■ **What is required**
Locate every line in the rows below that contains the string "flat" and copy each such line. Case counts.

■ **The data**
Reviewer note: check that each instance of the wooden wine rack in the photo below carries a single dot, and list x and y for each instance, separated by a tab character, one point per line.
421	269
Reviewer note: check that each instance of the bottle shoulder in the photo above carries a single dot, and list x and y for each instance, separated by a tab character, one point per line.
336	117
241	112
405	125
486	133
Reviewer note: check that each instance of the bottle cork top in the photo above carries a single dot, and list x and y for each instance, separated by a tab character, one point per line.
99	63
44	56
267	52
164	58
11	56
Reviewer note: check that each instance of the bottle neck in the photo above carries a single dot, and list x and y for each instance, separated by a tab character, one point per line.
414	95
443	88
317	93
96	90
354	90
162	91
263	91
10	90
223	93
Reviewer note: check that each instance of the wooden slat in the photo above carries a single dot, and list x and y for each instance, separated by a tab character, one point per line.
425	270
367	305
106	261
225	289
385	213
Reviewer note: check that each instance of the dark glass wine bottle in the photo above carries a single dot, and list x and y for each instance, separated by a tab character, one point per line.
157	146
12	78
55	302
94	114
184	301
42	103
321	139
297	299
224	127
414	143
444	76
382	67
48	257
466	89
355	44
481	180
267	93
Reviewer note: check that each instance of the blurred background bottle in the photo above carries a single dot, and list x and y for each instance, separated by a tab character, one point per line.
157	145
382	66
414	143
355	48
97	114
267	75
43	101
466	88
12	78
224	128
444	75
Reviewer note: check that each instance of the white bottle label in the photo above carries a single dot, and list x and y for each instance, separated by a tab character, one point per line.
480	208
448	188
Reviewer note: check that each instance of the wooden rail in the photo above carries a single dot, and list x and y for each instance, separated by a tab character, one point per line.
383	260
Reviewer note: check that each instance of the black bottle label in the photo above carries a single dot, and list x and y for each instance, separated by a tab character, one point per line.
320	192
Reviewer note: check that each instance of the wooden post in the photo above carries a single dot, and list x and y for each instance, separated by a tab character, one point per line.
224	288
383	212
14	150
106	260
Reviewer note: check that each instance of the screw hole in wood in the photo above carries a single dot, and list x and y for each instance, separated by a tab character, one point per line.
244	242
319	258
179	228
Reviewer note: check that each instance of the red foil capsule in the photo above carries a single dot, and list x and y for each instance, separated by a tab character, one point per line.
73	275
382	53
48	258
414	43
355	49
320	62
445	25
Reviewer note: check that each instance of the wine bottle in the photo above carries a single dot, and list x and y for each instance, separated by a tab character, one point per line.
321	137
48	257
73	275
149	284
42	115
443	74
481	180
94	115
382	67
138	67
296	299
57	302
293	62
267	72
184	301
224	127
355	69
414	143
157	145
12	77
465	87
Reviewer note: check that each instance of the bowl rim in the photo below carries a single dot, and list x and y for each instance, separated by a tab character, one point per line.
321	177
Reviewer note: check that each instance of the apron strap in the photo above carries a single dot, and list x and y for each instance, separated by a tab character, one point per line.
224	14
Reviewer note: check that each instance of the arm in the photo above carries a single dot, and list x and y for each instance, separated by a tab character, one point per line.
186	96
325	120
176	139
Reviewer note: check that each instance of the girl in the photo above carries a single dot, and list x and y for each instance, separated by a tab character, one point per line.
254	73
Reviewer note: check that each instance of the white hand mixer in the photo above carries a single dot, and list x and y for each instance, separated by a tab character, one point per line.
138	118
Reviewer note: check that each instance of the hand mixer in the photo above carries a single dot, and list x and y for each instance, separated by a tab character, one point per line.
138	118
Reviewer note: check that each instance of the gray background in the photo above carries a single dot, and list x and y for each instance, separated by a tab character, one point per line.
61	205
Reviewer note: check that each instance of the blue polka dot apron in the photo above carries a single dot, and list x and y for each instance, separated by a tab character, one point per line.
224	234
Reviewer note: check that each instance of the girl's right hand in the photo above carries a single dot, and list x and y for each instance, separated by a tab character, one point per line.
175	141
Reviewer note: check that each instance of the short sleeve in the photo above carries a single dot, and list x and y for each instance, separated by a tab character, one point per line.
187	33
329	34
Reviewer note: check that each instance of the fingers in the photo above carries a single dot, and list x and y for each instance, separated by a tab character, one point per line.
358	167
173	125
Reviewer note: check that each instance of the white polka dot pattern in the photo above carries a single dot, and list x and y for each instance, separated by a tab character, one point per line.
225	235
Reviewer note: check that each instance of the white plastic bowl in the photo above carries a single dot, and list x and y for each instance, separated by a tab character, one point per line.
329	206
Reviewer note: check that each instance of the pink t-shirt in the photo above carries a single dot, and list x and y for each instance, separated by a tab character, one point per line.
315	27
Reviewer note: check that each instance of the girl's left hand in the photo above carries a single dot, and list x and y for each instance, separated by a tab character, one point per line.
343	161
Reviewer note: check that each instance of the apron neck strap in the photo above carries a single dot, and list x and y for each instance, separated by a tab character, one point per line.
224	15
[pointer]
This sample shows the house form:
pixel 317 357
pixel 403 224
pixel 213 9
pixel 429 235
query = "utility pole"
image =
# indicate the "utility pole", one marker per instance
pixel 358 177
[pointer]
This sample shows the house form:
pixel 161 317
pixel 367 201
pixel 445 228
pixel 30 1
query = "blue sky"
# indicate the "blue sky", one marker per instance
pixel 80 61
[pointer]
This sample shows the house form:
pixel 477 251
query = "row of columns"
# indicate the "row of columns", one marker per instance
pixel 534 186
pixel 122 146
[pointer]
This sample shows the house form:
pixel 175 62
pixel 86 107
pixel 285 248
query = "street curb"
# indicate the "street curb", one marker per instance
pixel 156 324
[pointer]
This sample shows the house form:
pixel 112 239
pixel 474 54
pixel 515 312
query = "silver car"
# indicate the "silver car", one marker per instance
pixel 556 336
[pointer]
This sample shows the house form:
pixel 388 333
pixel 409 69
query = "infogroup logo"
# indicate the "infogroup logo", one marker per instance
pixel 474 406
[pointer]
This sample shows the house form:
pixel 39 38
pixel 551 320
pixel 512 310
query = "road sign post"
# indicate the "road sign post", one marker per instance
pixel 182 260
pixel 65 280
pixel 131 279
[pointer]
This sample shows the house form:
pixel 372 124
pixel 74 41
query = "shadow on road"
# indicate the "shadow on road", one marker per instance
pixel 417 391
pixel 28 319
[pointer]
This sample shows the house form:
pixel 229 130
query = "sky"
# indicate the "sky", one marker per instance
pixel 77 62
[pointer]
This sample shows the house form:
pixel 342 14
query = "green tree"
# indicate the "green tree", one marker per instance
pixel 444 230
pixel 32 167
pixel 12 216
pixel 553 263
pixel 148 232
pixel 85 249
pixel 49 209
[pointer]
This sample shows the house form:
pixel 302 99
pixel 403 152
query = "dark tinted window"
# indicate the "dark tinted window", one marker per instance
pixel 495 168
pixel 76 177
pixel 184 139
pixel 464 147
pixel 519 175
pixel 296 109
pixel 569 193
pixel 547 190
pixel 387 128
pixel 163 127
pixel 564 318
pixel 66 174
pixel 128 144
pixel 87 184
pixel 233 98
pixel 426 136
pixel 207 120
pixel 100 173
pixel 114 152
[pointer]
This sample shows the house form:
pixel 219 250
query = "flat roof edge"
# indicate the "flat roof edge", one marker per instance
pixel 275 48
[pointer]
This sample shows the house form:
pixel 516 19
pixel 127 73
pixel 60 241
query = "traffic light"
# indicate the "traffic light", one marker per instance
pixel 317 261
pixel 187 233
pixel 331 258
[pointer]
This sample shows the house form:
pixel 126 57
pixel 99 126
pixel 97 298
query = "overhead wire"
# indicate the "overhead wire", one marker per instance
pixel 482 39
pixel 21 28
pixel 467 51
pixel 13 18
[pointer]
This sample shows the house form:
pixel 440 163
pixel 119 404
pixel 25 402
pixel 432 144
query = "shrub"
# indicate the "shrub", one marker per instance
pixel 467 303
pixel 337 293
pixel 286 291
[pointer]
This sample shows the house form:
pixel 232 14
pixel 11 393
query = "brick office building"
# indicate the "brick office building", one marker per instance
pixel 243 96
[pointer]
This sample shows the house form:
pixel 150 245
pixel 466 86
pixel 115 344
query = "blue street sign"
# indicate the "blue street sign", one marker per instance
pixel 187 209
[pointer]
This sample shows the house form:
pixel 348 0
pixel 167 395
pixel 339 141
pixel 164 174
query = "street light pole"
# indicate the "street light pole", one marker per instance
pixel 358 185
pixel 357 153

■ **Response below**
query = "flat roof edge"
# indicate the "flat roof edge", one marker per instance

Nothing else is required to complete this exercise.